**TASK LIST**
**1.** According to the 2018 Venezuela timeline, who was sworn in as the new President of the National Assembly on January 5?
**2.** Carry the 2018 Venezuela timeline forward, picking up right after its last line.

The following lists events that happened during 2018 in Venezuela.

Incumbents
 President: Nicolás Maduro
 Vice President: Tareck El Aissami and Delcy Rodríguez

Governors
Amazonas: Miguel Rodríguez
Anzoátegui: Antonio Barreto Sira
Apure: Ramón Carrizales
Aragua: Rodolfo Clemente Marco Torres
Barinas: Argenis Chávez
Bolívar: Justo Noguera Pietri
Carabobo: Rafael Lacava
Cojedes: Margaud Godoy
Delta Amacuro: Lizeta Hernández
Falcón: Víctor Clark
Guárico: José Manuel Vásquez
Lara: Carmen Meléndez 
Mérida: Ramón Guevara
Miranda: Héctor Rodríguez
Monagas: Yelitza Santaella
Nueva Esparta: Alfredo Díaz
Portuguesa: Rafael Calles
Sucre: Edwin Rojas
Táchira: Laidy Gómez
Trujillo: Henry Rangel Silva
Vargas: Jorge García Carneiro
Yaracuy: Julio León Heredia
Zulia: Omar Prieto

Events

January
January 5
Looting was recorded in different Venezuelan cities, such as the ports of Altagracia, Caicara del Orinoco, Maturín, and Terrazas del Avila, among others.
Omar Barboza was sworn in as the new President of the National Assembly.
Maduro ordered the closure of the borders with the islands of Aruba, Curaçao and Bonaire.
January 6 - The government demands shops lower prices leading to hundreds of people to take advantage of this and line up.
January 8
Claudio Fermin announced his candidacy for presidential elections.
According to the National Assembly, Venezuela's inflation is set at 2616% for 2017.
January 12 - Motorcycle gunmen kill pro-government legislator in Venezuela.

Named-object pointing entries
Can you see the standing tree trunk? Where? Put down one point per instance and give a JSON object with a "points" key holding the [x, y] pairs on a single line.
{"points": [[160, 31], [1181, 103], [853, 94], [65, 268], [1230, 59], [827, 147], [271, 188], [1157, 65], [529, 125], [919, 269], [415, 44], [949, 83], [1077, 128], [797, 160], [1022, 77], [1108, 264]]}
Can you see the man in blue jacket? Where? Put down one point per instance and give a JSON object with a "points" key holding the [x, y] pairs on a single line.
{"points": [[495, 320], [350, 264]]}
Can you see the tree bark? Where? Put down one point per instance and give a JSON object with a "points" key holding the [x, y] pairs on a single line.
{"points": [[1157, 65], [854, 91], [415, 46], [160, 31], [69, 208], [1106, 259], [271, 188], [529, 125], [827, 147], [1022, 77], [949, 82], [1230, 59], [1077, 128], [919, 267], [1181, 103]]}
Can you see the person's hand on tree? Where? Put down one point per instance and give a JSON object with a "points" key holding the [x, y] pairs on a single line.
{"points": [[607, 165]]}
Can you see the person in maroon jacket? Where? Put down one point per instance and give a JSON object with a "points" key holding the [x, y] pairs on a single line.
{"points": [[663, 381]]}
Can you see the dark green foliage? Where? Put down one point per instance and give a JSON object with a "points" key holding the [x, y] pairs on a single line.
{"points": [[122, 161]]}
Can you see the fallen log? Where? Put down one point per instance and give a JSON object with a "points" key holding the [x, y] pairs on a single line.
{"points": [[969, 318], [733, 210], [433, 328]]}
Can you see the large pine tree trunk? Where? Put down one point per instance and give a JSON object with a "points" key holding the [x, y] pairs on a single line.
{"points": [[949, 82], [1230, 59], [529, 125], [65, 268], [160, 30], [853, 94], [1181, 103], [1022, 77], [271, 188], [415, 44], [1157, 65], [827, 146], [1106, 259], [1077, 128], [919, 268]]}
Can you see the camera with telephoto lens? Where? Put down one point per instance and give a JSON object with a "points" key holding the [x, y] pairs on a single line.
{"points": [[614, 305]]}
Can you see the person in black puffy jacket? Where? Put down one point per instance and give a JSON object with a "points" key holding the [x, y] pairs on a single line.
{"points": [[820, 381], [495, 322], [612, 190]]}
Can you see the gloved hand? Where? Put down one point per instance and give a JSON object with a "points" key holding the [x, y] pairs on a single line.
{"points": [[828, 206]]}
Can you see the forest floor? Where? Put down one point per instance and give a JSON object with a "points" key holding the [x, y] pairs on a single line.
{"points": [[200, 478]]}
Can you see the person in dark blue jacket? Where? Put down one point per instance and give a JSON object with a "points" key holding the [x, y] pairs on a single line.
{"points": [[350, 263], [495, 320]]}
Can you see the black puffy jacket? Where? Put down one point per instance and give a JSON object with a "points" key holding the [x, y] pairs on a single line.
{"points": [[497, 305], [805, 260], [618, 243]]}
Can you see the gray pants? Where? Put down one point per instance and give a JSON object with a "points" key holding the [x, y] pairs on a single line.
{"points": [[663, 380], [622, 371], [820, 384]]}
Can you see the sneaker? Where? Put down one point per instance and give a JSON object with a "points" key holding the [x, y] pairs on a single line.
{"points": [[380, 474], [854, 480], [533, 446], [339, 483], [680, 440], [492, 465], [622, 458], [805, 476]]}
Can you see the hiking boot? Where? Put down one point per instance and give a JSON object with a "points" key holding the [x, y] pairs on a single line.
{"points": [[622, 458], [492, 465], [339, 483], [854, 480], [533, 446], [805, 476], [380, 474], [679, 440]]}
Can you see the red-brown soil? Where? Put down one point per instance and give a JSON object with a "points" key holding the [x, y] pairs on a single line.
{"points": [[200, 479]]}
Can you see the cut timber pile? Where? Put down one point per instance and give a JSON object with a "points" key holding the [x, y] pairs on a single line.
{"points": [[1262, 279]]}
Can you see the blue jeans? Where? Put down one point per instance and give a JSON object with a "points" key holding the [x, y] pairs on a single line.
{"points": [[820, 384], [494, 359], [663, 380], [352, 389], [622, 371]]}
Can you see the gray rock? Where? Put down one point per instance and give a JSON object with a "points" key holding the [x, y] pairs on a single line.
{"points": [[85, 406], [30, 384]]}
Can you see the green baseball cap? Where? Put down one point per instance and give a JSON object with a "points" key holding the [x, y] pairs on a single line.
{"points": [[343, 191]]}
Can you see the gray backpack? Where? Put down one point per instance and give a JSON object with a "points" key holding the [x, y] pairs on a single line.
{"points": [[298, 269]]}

**TASK-BY-TASK OUTPUTS**
**1.** Omar Barboza

**2.**
January 18
Countries of the European Union impose sanctions on Venezuelan officials, such as Néstor Reverol, Minister of Interior, Justice and peace; Maikel Moreno, president of the Supreme Court of Justice; and Diosdado Cabello, member of the United Socialist Party of Venezuela.
Relatives demanded in the morgue of Bello Monte the delivery of the bodies of the massacre of El Junquito, among which are Óscar Alberto Pérez.
Ramos Allup announced his candidacy for presidential primary.
January 20 - They were buried without death certificates, two members of the slaughter of Junquito, where Oscar Perez was murdered.
January 21
The body of Oscar Perez is buried at dawn, in the Cementerio del Este (East Cemetery).
In a terrorist attack in a hotel in Kabul, two Venezuelans died.

April
April 10 - President Nicolás Maduro announced that will not attend Summit of Américas in Lima, Peru.

May
May 20 - The 2018 Venezuelan presidential election was held with incumbent President Nicolás Maduro reelected with 67.8% of the vote.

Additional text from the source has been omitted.